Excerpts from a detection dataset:
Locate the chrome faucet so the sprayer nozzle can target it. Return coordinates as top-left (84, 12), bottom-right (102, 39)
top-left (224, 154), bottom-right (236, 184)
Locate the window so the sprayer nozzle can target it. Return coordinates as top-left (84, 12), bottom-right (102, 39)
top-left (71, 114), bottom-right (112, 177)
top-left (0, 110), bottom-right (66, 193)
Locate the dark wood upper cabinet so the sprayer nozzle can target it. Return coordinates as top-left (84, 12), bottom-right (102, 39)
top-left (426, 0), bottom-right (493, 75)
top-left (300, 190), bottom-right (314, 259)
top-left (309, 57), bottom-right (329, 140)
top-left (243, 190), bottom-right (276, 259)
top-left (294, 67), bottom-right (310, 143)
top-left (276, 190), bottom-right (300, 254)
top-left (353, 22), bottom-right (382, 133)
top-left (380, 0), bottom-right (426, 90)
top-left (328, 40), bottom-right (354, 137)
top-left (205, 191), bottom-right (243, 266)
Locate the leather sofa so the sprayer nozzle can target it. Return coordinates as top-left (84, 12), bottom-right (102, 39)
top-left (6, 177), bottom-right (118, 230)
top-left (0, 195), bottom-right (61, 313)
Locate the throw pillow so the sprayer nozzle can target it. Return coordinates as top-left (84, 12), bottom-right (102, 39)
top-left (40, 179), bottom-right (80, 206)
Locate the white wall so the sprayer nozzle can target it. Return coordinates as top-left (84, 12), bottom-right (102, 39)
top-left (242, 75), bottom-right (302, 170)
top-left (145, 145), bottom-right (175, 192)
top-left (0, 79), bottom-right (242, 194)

-- Written request --
Convert everything from the row containing "Locate the leather" down to the last of the rows into a Markdown table. Use the columns Number and Text, put a running count in Number and the row in Text, and leave out blank lines.

-- Solution to this task --
| Number | Text |
|---|---|
| 1 | Locate the leather sofa so the sprayer nozzle can target it. Return coordinates as top-left (84, 12), bottom-right (102, 39) |
| 2 | top-left (6, 177), bottom-right (118, 230) |
| 3 | top-left (0, 195), bottom-right (61, 313) |
| 4 | Locate the throw pillow so the sprayer nozzle can target it. Return coordinates as top-left (84, 12), bottom-right (102, 39) |
| 5 | top-left (40, 179), bottom-right (80, 206) |
| 6 | Locate the white wall so the sprayer nozzle can target it. Return coordinates as top-left (84, 12), bottom-right (102, 39) |
| 7 | top-left (242, 75), bottom-right (302, 170) |
| 8 | top-left (145, 145), bottom-right (175, 192) |
| 9 | top-left (0, 79), bottom-right (242, 194) |